(Pointing and labeling records)
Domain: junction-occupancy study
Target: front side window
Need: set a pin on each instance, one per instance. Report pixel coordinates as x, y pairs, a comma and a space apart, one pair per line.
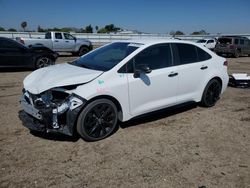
155, 57
68, 36
187, 53
58, 35
107, 57
8, 44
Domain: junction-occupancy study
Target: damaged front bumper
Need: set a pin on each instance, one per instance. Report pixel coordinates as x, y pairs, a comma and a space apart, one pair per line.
45, 113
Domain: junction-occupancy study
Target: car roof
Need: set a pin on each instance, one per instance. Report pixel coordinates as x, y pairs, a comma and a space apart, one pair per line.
155, 41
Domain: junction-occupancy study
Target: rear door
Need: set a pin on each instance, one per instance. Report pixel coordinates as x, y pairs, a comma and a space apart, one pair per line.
59, 43
193, 64
69, 41
157, 89
13, 54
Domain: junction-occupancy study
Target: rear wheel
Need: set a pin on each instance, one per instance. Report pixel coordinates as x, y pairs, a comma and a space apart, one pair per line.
98, 120
44, 62
211, 93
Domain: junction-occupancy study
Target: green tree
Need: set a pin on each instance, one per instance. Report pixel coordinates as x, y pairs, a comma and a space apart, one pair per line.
24, 25
40, 29
12, 30
96, 28
88, 29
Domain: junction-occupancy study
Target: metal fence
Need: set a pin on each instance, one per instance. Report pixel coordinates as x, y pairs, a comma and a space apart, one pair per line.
98, 38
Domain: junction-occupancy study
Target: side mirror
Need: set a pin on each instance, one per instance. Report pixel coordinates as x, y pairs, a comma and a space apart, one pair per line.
142, 68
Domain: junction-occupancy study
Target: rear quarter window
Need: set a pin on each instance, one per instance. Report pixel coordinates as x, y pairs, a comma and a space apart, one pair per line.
188, 53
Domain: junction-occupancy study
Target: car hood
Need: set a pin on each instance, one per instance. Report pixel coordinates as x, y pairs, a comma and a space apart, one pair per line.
58, 76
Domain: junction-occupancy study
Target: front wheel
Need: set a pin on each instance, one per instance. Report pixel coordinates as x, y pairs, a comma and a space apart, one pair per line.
44, 62
83, 50
211, 93
98, 120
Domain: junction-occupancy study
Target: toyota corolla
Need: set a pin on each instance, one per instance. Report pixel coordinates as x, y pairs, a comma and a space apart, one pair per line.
120, 81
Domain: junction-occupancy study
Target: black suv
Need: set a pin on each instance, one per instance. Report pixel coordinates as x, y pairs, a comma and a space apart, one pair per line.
14, 54
233, 45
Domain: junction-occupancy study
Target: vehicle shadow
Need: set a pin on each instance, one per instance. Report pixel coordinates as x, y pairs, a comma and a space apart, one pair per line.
55, 137
157, 115
15, 69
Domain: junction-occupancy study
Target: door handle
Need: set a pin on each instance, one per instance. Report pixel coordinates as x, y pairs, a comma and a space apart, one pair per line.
204, 67
172, 74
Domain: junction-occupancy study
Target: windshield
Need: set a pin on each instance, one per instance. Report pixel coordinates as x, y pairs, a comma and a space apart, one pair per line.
225, 40
201, 41
107, 57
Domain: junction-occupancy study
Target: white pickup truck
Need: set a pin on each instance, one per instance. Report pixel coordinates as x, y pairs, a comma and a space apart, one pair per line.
60, 42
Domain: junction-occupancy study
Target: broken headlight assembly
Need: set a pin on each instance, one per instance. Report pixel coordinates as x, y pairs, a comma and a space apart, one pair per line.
56, 108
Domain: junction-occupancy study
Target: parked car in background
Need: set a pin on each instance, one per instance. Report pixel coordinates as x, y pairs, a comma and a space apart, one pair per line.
60, 42
209, 43
14, 54
233, 45
120, 81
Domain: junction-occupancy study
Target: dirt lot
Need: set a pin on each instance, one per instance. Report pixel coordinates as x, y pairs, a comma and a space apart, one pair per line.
185, 147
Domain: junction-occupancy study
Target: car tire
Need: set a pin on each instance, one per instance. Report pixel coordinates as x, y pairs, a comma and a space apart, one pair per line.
211, 93
237, 54
83, 50
97, 120
44, 62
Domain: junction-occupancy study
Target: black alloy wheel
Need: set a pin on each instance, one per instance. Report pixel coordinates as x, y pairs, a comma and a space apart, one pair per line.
97, 120
211, 93
83, 50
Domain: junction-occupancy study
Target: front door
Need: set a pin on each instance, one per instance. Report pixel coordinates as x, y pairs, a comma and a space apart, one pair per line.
156, 89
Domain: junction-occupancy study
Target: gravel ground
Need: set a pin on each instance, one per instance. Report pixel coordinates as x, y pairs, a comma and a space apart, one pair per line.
186, 147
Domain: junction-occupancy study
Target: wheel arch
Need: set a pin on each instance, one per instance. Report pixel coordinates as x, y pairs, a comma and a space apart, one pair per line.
111, 98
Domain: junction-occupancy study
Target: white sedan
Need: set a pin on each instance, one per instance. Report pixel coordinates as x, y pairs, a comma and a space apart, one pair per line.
209, 43
120, 81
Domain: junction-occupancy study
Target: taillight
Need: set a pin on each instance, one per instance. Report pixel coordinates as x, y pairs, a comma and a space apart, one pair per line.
225, 63
232, 46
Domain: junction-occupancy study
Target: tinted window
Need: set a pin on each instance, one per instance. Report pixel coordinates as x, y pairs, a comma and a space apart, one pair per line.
225, 41
5, 43
58, 35
155, 57
68, 36
202, 55
107, 57
48, 36
187, 53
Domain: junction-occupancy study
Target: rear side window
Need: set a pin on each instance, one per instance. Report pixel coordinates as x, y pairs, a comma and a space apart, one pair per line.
58, 35
202, 55
48, 36
236, 41
8, 44
188, 53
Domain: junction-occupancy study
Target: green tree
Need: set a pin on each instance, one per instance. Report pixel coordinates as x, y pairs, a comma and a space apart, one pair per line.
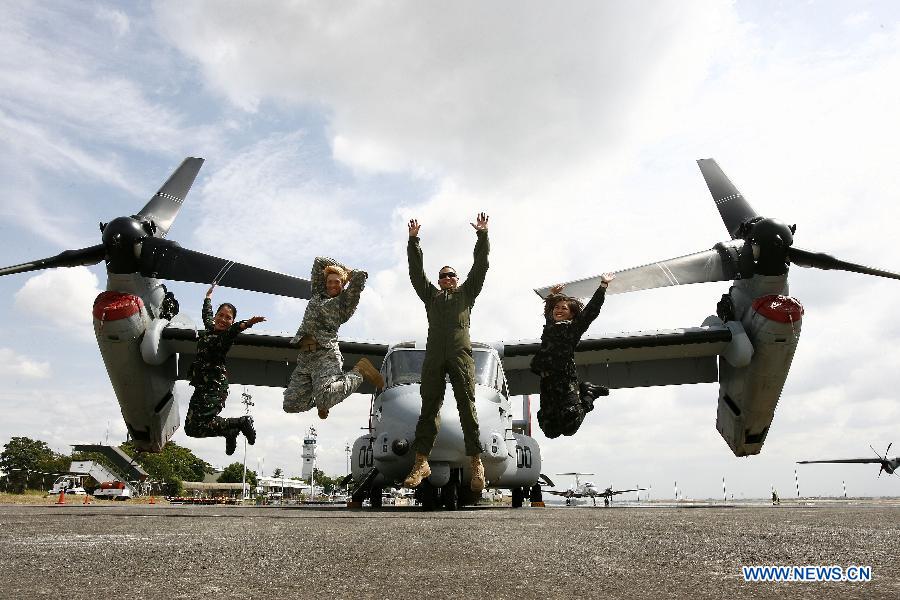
22, 457
174, 465
234, 472
327, 483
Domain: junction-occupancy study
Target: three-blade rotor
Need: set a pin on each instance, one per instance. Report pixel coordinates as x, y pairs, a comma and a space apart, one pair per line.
137, 244
758, 246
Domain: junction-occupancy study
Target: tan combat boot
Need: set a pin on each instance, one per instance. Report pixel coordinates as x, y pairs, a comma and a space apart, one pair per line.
477, 483
420, 471
369, 373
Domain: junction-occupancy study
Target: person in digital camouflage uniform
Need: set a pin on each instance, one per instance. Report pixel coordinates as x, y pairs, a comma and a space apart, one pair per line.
319, 379
210, 379
448, 351
565, 401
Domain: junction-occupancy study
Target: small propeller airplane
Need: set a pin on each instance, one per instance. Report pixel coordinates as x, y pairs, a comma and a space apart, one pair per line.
147, 344
888, 465
588, 489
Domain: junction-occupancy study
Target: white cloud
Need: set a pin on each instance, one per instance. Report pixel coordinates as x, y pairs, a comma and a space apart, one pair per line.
116, 19
461, 88
61, 299
14, 366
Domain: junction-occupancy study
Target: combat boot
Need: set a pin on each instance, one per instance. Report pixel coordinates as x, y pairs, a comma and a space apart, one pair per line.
477, 483
246, 427
231, 441
420, 471
594, 391
369, 373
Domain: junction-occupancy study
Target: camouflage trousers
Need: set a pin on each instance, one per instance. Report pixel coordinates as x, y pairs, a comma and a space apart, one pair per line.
562, 407
203, 418
319, 381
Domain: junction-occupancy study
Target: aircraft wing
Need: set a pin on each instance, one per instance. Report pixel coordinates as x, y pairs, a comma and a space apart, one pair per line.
566, 493
266, 359
841, 460
626, 360
615, 492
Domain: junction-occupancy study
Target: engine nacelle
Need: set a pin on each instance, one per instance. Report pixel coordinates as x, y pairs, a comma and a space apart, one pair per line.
145, 392
749, 394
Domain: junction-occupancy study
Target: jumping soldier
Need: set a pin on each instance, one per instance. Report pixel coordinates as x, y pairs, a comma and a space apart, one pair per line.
448, 351
565, 401
210, 379
319, 379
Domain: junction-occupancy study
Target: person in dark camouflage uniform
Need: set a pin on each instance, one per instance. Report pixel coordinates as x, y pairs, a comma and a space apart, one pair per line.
210, 379
448, 351
565, 402
319, 380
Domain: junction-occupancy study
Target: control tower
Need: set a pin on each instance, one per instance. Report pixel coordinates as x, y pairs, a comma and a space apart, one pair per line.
309, 453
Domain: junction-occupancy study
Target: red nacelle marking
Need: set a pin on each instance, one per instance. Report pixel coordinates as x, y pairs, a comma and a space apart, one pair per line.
782, 309
112, 306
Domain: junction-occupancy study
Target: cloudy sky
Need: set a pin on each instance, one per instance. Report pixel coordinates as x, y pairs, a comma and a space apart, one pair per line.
325, 127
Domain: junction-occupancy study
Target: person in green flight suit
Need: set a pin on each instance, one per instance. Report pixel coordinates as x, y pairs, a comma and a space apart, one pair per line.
210, 379
448, 351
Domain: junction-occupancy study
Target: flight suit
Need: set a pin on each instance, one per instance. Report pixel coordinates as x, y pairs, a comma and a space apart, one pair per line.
210, 380
319, 379
448, 350
563, 403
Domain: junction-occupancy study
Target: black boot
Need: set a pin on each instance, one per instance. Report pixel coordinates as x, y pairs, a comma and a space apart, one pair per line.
593, 391
246, 427
230, 441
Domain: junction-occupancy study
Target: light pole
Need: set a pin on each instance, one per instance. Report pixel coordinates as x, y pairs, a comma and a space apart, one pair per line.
247, 402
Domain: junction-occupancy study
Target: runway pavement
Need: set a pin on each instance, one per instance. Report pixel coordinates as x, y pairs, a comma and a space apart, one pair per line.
107, 551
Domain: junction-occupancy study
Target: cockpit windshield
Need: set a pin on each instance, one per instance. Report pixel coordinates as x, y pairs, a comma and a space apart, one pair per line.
405, 366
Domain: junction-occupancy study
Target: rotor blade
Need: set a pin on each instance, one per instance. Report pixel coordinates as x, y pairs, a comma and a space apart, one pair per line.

Exercise requirements>
Count the lines of the records above that contain the string "side", matching case exactly, and give only that number.

Reply to the task>
3